__DIRECTIONS__.
Retype each entry below exactly. Do not carry any image over.

__SUPPLIED INFORMATION__.
+++++

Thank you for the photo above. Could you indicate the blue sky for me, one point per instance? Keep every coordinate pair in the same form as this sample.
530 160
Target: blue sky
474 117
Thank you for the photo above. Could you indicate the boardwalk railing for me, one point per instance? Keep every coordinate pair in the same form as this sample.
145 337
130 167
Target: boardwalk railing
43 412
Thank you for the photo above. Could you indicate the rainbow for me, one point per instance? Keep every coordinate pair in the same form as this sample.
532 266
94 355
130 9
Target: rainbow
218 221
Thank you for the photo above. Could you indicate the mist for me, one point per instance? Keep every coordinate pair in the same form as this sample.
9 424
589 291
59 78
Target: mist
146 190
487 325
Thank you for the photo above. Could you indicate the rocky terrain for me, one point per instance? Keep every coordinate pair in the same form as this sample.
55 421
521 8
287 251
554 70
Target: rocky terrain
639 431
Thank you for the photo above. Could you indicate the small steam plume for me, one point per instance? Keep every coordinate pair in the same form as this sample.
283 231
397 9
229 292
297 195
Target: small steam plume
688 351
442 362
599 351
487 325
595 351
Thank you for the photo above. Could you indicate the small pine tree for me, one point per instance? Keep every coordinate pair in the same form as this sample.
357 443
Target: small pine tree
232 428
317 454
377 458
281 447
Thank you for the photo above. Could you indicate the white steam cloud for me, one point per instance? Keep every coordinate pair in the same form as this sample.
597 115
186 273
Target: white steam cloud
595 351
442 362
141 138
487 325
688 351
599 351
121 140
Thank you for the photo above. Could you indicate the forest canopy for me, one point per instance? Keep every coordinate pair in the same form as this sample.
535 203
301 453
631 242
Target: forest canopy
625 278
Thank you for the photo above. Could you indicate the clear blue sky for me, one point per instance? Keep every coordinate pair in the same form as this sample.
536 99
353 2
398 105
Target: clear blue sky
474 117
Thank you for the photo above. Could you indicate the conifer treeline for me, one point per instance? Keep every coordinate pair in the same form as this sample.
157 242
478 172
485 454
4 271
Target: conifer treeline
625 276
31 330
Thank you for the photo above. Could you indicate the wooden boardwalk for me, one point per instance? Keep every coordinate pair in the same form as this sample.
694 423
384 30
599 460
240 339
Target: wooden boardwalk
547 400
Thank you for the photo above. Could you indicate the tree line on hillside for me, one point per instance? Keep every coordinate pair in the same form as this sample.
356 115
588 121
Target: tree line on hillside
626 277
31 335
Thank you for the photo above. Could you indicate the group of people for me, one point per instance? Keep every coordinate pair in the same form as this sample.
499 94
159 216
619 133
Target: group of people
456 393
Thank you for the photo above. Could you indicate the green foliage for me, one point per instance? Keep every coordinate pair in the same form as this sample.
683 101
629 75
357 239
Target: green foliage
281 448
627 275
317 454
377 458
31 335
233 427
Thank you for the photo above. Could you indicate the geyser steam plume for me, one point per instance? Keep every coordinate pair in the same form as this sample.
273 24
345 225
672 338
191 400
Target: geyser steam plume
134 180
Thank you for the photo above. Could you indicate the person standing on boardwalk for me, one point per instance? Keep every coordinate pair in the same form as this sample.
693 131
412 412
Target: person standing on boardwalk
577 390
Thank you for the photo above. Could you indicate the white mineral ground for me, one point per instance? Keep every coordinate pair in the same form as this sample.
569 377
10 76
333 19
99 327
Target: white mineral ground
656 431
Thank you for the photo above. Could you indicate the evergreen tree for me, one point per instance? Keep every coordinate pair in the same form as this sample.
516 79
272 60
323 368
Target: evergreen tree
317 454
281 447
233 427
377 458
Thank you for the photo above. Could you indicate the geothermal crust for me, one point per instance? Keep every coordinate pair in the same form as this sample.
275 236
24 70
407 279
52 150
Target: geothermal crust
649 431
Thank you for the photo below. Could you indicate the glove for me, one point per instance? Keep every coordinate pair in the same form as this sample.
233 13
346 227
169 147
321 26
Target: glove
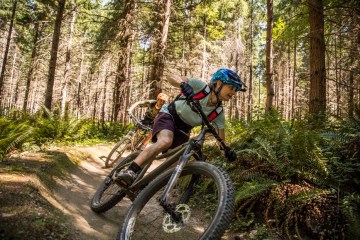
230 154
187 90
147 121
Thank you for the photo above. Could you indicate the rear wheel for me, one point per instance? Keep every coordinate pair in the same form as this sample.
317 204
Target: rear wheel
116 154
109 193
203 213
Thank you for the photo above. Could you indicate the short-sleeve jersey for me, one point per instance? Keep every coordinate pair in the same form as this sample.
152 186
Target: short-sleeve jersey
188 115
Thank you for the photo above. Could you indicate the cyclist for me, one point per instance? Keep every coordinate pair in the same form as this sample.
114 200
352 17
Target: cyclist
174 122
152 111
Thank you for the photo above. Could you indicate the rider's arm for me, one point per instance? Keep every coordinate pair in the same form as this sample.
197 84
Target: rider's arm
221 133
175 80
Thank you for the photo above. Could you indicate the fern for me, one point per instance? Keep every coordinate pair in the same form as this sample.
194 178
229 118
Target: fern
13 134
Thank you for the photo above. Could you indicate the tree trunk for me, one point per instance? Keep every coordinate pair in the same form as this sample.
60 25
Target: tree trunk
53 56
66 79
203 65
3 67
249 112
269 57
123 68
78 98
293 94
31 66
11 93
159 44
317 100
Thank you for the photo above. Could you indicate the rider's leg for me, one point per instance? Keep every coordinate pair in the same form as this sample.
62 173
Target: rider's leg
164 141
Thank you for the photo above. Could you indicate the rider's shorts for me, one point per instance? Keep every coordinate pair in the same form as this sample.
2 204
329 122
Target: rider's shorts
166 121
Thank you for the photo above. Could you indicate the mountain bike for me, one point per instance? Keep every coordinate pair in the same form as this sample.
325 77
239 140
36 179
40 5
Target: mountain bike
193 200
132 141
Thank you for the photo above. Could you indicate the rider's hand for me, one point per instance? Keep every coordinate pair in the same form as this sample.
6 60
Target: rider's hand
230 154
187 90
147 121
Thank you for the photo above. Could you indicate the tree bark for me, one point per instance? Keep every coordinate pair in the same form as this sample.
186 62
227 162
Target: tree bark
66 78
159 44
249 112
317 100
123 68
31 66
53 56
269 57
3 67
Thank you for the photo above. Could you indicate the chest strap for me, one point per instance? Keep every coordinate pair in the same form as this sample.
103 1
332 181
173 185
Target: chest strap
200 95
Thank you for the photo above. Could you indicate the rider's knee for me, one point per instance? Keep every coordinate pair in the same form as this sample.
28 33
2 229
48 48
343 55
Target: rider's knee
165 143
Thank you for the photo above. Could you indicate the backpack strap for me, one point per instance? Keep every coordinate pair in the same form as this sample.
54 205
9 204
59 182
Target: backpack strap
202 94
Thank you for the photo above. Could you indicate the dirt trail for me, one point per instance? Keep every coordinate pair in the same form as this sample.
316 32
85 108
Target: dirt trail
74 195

+++++

__RESPONSE__.
Thank you for the photo above. Could you indicate the blue sky for me, one point per instance? Keep every coordinate pair in the same form as this sample.
530 160
Target: blue sky
474 117
Thank you for the photo above. Could you indicate the boardwalk railing for me, one point per instance? Keep every coordinate pair in the same form as this sample.
145 337
130 167
Target: boardwalk railing
43 412
Thank you for the photo above. Could you indicate the rainbow for me, one point per instance? Keep every coordinate pair in the same form as this sample.
532 266
94 355
130 9
Target: rainbow
218 221
Thank you for the photo above. Could you indicate the mist for me, one point per instance? Keep every coordinate pair in the same form as this sample.
9 424
589 291
59 78
Target: mist
146 190
487 325
Thank you for the photo above. Could you indicate the rocky terrain for me, one point per instance? Keep every coordinate pair in the same form as this sample.
55 421
521 8
287 251
554 70
Target: rocky terrain
639 431
Thank you for the photo above. Could you indicate the small steam plume for me, one point per instance? Keep every coordinate pair in the same form as this sample.
283 231
397 9
229 292
297 195
Target: small steam plume
688 351
442 362
599 351
487 325
595 351
Thank you for the photo above. Could you indicate the small pine tree for me, one point per instance? Keep every coordinate pair in the same form as this sample.
357 443
Target: small pine tree
232 428
317 454
377 458
281 447
Thank you for the photo above. Could you indicate the white steam cloud for me, one point per instance? Keep every coordinate pair in the same form as this sample.
597 115
186 273
Target: white steam cloud
595 351
442 362
141 138
487 325
688 351
599 351
121 140
Thank you for the photo above. Could you indicate the forest canopy for me, one point per instance? Keep every coordinate pair in the same form as this sample.
535 203
301 453
631 242
Target: forest canopy
625 278
Thank you for the photo above. Could you indicate the clear blue sky for me, one point per instance? Keep every coordinate pair in the same form as this sample.
536 99
353 2
398 105
Target: clear blue sky
474 117
Thank you for the photo above. Could you indicate the conifer treeline for me, one point per instance? Keep every coordinate pair in the same form as this sample.
157 242
478 172
485 454
4 271
Target: conifer treeline
625 276
31 330
Thank you for the photo above. Could you indicate the wooden boardwalk for me, one point per instance? Keep every coordinate pair in the same form as this sample.
694 423
384 30
599 460
240 339
Target: wooden boardwalk
547 400
Thank you for the photo above. Could you indicate the tree line on hillside for me, one point per instance? Keep every coordinate pair in the same form as this sample.
356 115
588 121
Target: tree line on hillside
626 277
31 335
Thank you for the photo above. Could you indicate the group of people for me, one point per instance? Keep every coordinate pair in the same form as this sample.
499 94
159 216
619 133
Target: group of people
456 393
Thank you for the photo above. Could you indicate the green foliage for me, one point per instance? Keep every coordinate pair in the same form as this sample.
683 101
629 75
357 239
Target: green foliage
281 448
627 275
317 454
377 458
31 335
233 427
Thank you for the photo above. Could you indicate the geyser steam plume for me, one point per instance? Keep every coordinate pair in the same form as this sample.
273 24
345 225
672 338
191 400
Target: geyser steam plume
134 180
Thank you for the photo above. Could you indicate the person standing on boardwalk for me, one point per instance? Keep every coordinate pair in the same form as this sample.
693 131
412 412
Target: person standing on boardwalk
577 390
Thank you for the photo above. Could you indicate the white mineral ground for me, one point per instance? Keep every coordinate pair in the same form as this sample.
569 377
10 76
333 19
99 327
Target: white mineral ground
656 431
Thank you for the photo above. Could you indicate the evergreen tree for me, one point per instance? Keep every coordinate pair in the same form as this sample.
516 79
272 60
323 368
Target: evergreen tree
317 454
281 447
233 427
377 458
Thank you for the photo above. Could you indicate the geothermal crust for me, one point per instance? Keep every coordinate pair in the same form as this sample.
275 236
24 70
407 279
52 150
Target: geothermal crust
649 431
Thank you for the photo below. Could you indicate the glove for me, one point per instance? Keep every coordinate pair in the same form as this sample.
233 13
346 227
169 147
321 26
Target: glove
230 154
187 90
147 121
Thank you for the photo above. Could you indicate the rear wheel for me, one point per instance? Keep every coordinate pair in the same form as this sample.
317 204
Target: rear wheel
116 154
109 193
203 213
Thank you for the photo above. Could you indicate the short-sleeve jersey for me, one point per instance? Keep every coordinate pair in the same form as this sample.
152 186
Target: short-sleeve jersey
188 115
Thank you for the photo above. Could you indicate the cyclist for me, one point per instance? Keep every coordinate pair in the same form as this sample.
114 200
352 17
Target: cyclist
174 122
152 111
Thank you for the photo above. Could you indicate the rider's arm for me, one point per instance? Keep every coordinate pair in the same form as this sample.
197 84
Target: rider's arm
221 133
175 80
Thank you for the photo above. Could you indicate the fern for me, one point per instance? Keep every coordinate pair in the same form as this sample.
194 178
229 118
Target: fern
13 134
Thank you for the photo above. Could you indicate the tree trunk for me, one point per instance? Keep every coordinate pair in the same form as this sample.
60 25
Target: tree trunk
53 56
66 79
203 65
3 67
249 112
269 57
123 68
78 98
293 94
31 66
11 93
159 44
317 100
Thank you for the photo above. Could you indicate the rider's leg for me, one point per instance? Keep every coordinate pair in the same form as this sample.
62 173
Target: rider's leg
164 141
Thank you for the photo above. Could you indicate the rider's shorts for me, one point per instance? Keep every coordinate pair in the same form as this sample.
2 204
329 122
Target: rider's shorts
166 121
Thank you for the photo above. Could you indicate the mountain bike for me, one point per instance? Keep every coordinate pair in the same form as this sample.
325 77
239 140
36 179
40 5
Target: mountain bike
193 200
132 141
Thank you for the photo above. Could you indicate the rider's hand for me, one point per instance? Keep every coordinate pair in the same form as this sample.
6 60
Target: rider's hand
230 154
187 90
147 121
Thank you for the photo above. Could you indicate the tree bark for me, one point per instance? Keep every coordinate pair in the same form as this sample.
186 62
227 162
Target: tree bark
66 78
159 44
249 112
317 100
123 68
31 66
53 56
269 57
3 67
Thank you for the photo above. Could you indicate the chest strap for me, one point per instance? Keep every coordinate pair in the same form as this sample.
103 1
332 181
173 185
Target: chest strap
200 95
Thank you for the photo above. Could you indicate the rider's knee for me, one point per instance? Keep every coordinate pair in the same form as this sample.
28 33
2 229
48 48
343 55
Target: rider's knee
165 143
Thank you for the photo above. Could you indicate the backpack strap for me, one point per instance? Keep every coordinate pair in the same form as this sample.
54 205
9 204
59 182
Target: backpack strap
202 94
Thank you for the photo above. Could you indicate the dirt trail for me, one point per instance? Keep every coordinate pair in the same form as this sample.
316 32
85 108
Target: dirt trail
74 195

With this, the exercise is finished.